- TASK BRIEF -
Please reproduce every one of the entries below word for word.
BEGIN RECORDS TO USE
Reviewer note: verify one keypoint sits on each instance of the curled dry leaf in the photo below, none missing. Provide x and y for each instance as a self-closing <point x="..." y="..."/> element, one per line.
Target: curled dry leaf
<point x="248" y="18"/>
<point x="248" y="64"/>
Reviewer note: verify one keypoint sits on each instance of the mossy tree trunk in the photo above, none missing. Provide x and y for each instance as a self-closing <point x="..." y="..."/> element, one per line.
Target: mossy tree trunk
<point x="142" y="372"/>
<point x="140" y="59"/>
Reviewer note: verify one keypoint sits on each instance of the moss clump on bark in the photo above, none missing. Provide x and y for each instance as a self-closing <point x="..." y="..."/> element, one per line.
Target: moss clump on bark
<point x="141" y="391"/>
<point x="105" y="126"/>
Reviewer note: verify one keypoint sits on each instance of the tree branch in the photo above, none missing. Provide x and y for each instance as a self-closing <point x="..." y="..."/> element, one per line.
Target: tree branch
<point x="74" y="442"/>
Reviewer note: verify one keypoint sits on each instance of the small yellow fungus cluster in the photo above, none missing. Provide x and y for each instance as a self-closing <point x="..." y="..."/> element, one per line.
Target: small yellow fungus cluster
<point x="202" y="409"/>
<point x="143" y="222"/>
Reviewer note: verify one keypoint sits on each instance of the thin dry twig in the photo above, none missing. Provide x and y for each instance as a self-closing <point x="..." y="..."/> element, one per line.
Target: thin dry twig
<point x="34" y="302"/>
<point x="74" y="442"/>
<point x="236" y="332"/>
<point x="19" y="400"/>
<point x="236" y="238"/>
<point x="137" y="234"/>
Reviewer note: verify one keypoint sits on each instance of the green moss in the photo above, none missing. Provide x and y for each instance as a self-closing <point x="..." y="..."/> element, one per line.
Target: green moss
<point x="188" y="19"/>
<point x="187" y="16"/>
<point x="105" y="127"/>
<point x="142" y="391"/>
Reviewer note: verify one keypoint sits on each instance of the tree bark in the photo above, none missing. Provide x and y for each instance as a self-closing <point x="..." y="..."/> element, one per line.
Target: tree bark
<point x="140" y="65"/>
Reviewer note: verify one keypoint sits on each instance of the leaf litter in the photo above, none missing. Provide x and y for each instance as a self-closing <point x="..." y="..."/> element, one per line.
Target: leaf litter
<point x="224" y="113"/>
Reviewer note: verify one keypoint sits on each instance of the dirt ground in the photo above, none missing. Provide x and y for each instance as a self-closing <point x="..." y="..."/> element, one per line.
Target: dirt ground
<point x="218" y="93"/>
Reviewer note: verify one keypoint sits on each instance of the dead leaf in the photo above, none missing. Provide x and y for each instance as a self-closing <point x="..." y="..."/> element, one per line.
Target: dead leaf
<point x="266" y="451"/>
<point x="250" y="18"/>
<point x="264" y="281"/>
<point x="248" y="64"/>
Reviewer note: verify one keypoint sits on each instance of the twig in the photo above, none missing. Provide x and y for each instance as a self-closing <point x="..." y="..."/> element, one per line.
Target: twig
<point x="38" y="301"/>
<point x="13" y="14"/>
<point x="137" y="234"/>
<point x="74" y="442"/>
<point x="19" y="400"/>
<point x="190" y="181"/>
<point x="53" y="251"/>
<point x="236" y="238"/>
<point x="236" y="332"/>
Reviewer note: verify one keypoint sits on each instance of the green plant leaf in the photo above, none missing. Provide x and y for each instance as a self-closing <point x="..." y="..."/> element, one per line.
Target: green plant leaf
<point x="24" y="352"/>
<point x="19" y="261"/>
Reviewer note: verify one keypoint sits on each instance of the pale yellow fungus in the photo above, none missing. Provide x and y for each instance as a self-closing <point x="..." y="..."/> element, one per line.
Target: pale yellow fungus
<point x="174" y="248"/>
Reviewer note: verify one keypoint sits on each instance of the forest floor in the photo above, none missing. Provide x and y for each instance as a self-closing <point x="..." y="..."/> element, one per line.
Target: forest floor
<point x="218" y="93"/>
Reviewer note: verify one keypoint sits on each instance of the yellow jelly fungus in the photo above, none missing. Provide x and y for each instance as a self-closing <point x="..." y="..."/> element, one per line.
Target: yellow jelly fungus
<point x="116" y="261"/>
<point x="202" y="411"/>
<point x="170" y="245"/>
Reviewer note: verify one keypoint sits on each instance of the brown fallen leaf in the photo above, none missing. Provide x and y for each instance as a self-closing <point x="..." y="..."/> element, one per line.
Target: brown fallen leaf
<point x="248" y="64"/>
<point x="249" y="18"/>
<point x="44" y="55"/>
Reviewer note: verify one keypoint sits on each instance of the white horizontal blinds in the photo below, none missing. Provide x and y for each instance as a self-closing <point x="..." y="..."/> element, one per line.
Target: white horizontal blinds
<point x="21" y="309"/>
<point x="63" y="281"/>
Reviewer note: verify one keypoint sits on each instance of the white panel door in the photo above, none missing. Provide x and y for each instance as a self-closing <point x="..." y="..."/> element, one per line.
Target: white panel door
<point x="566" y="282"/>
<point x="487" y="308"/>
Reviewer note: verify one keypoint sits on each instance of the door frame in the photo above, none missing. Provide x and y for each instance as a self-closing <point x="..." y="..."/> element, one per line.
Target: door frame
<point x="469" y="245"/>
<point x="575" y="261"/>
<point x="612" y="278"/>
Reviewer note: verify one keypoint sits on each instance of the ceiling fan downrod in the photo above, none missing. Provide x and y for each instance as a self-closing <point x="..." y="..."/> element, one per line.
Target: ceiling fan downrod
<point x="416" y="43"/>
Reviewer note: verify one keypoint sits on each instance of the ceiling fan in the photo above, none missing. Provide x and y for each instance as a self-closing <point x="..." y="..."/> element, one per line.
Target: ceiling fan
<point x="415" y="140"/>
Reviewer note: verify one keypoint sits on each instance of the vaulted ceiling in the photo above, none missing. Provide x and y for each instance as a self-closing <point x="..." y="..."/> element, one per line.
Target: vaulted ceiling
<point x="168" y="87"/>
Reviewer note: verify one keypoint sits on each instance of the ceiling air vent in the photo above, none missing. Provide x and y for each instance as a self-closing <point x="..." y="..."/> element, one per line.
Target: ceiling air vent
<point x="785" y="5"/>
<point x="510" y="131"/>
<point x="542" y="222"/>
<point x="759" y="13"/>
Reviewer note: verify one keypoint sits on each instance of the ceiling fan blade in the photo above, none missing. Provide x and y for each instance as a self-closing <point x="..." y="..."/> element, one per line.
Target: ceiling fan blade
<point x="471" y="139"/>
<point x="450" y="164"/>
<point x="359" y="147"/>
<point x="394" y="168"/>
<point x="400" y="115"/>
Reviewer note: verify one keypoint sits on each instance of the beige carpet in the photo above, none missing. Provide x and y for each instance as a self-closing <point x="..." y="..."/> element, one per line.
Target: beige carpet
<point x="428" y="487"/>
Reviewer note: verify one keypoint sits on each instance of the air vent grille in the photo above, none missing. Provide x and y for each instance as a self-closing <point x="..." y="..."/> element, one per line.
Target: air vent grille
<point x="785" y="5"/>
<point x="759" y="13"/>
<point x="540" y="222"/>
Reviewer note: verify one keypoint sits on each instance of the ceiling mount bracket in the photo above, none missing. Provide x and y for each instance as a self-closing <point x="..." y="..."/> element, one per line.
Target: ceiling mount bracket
END RECORDS TO USE
- PROBLEM SOLUTION -
Reviewer note: verify one keypoint sits on each instance of the curled dry leaf in the photo below, none missing. Provide x and y for each instance as a self-closing <point x="..." y="..."/> element, one per line.
Target: curled dry leaf
<point x="248" y="18"/>
<point x="248" y="64"/>
Reviewer note: verify one keypoint sits on each instance of the mossy tree trunk in the photo above, none missing. Provide x and y for each instance as a self-closing <point x="..." y="..."/> element, one per line.
Target: mossy tree trunk
<point x="142" y="372"/>
<point x="140" y="59"/>
Reviewer note: verify one keypoint sits on each instance of the moss clump on bark in the photo above, none missing. Provide x and y for each instance as a self-closing <point x="..." y="..."/> element, one per line.
Target: moss clump on bark
<point x="141" y="391"/>
<point x="105" y="126"/>
Reviewer note: verify one keypoint sits on each instance of the tree branch in the photo above, none missing. Provide x and y for each instance as a self-closing <point x="..." y="..."/> element, one per line.
Target: tree branch
<point x="74" y="442"/>
Reviewer note: verify one keypoint sits on each instance of the small yellow fungus cluster in the photo above, none missing. Provide x and y for each instance as a self-closing <point x="..." y="..."/> element, one per line.
Target: small yellow fungus cluster
<point x="202" y="409"/>
<point x="143" y="222"/>
Reviewer note: verify one keypoint sits on each instance of the thin dry twig in the photo above, none missing. Provide x and y for each instance as a self-closing <point x="..." y="..."/> element, one per line.
Target: thin dry twig
<point x="34" y="302"/>
<point x="74" y="442"/>
<point x="236" y="332"/>
<point x="19" y="400"/>
<point x="236" y="238"/>
<point x="137" y="234"/>
Reviewer note: verify one keypoint sits on each instance of the green moss in the photo above, none missing. Provide x and y for each instance as a self-closing <point x="..." y="..."/> element, one per line.
Target: green moss
<point x="188" y="19"/>
<point x="187" y="16"/>
<point x="105" y="127"/>
<point x="142" y="391"/>
Reviewer note: verify one keypoint sits on each instance of the tree bark in the photo above, none missing. Provide x and y for each instance as a self-closing <point x="..." y="..."/> element, one per line.
Target: tree bark
<point x="140" y="65"/>
Reviewer note: verify one keypoint sits on each instance of the leaf litter in the photo above, none missing. Provide x and y for each instance as a self-closing <point x="..." y="..."/> element, one per line.
Target: leaf litter
<point x="224" y="113"/>
Reviewer note: verify one keypoint sits on each instance of the dirt ground in the photo above, none missing. Provide x and y for each instance as a self-closing <point x="..." y="..."/> element, one per line.
Target: dirt ground
<point x="218" y="93"/>
Reviewer note: verify one keypoint sits on each instance of the dead leaf in the photo above, none missing. Provide x and y for each instance as a self-closing <point x="..." y="..."/> element, one per line.
Target: dead leaf
<point x="266" y="451"/>
<point x="250" y="18"/>
<point x="264" y="281"/>
<point x="248" y="64"/>
Reviewer note: verify one keypoint sits on each instance of the twig in the photo above, none missing. Provide x and y for each instance as a self-closing <point x="..." y="..."/> element, one per line.
Target: twig
<point x="38" y="301"/>
<point x="13" y="14"/>
<point x="137" y="234"/>
<point x="74" y="442"/>
<point x="19" y="400"/>
<point x="190" y="181"/>
<point x="53" y="251"/>
<point x="236" y="238"/>
<point x="236" y="332"/>
Reviewer note: verify one keypoint sits on each instance of the green plant leaf in the photo above, none missing. Provide x and y for each instance as a self-closing <point x="..." y="..."/> element, one per line.
Target: green plant leaf
<point x="24" y="352"/>
<point x="19" y="261"/>
Reviewer note: verify one keypoint sits on each instance of the pale yellow fungus in the photo above, none missing. Provide x and y for each instance as a self-closing <point x="..." y="..."/> element, one per line.
Target: pale yellow fungus
<point x="174" y="248"/>
Reviewer note: verify one keypoint sits on each instance of the forest floor in the photo above, none missing. Provide x and y for each instance as a self-closing <point x="..." y="..."/> element, one per line.
Target: forest floor
<point x="218" y="93"/>
Reviewer note: verify one keypoint sits on each instance of the yellow jelly fungus in the photo above, none missing. Provide x and y for each instance as a self-closing <point x="..." y="..."/> element, one per line.
Target: yellow jelly fungus
<point x="116" y="261"/>
<point x="202" y="411"/>
<point x="170" y="245"/>
Reviewer note: verify one keypoint sits on each instance of the brown fallen leaf in the photo above, none missing. Provide x and y for each instance as a self-closing <point x="..." y="..."/> element, one per line.
Target: brown fallen leaf
<point x="248" y="64"/>
<point x="249" y="18"/>
<point x="44" y="55"/>
Reviewer note: verify one keypoint sits on each instance of the white horizontal blinds in the photo below, none missing. Provide x and y for each instance as a self-closing <point x="..." y="..."/> element, one per line.
Target: white horizontal blinds
<point x="21" y="309"/>
<point x="63" y="281"/>
Reviewer note: verify one keypoint sits on each instance of the white panel door in the photo above, none missing. Provide x and y for each instance as a self-closing <point x="..." y="..."/> element, one per line.
Target: white panel door
<point x="566" y="282"/>
<point x="487" y="308"/>
Reviewer note: verify one keypoint sits on each instance of the door frame in the photo above, none missing. Provide x and y for each instance as a self-closing <point x="..." y="..."/> element, one per line.
Target: door frame
<point x="469" y="245"/>
<point x="575" y="261"/>
<point x="612" y="278"/>
Reviewer note: verify one keypoint sits on each instance of the ceiling fan downrod in the photo above, none missing. Provide x and y for each instance as a self-closing <point x="..." y="..."/> element, one per line.
Target: ceiling fan downrod
<point x="416" y="43"/>
Reviewer note: verify one keypoint sits on each instance of the ceiling fan in the photo above, none missing. Provide x and y for each instance as a self-closing <point x="..." y="..."/> element, one per line.
Target: ceiling fan
<point x="415" y="140"/>
Reviewer note: verify one keypoint sits on each instance of the vaulted ceiling in the photo above, none missing. Provide x and y for each instance as a self-closing <point x="..." y="..."/> element, one per line.
Target: vaulted ceiling
<point x="168" y="87"/>
Reviewer note: verify one keypoint sits on each instance of the ceiling air vent in the photo above, none missing. Provide x and y for each instance as a self-closing <point x="..." y="..."/> element, one per line.
Target: ceiling air vent
<point x="785" y="5"/>
<point x="510" y="131"/>
<point x="542" y="222"/>
<point x="759" y="13"/>
Reviewer note: verify one keypoint sits on each instance of the ceiling fan blade in the photo above, none missing. Provide x and y for each instance as a self-closing <point x="..." y="..."/> element, one per line.
Target: ceiling fan blade
<point x="471" y="139"/>
<point x="450" y="164"/>
<point x="359" y="147"/>
<point x="394" y="168"/>
<point x="400" y="115"/>
Reviewer note: verify one keypoint sits on each instance of the beige carpet in the photo above, none missing. Provide x and y for each instance as a self-closing <point x="..." y="..."/> element, one per line.
Target: beige carpet
<point x="428" y="487"/>
Reviewer note: verify one keypoint sits on each instance of the air vent grille in the photo above, none missing. Provide x and y for each instance as a self-closing <point x="..." y="..."/> element, one per line.
Target: air vent grille
<point x="785" y="5"/>
<point x="759" y="13"/>
<point x="540" y="222"/>
Reviewer note: verify one keypoint sits on each instance of the ceiling mount bracket in the photo above, none missing. Provide x and y for each instance as a self-closing <point x="..." y="..."/> element, one per line.
Target: ceiling mount bracket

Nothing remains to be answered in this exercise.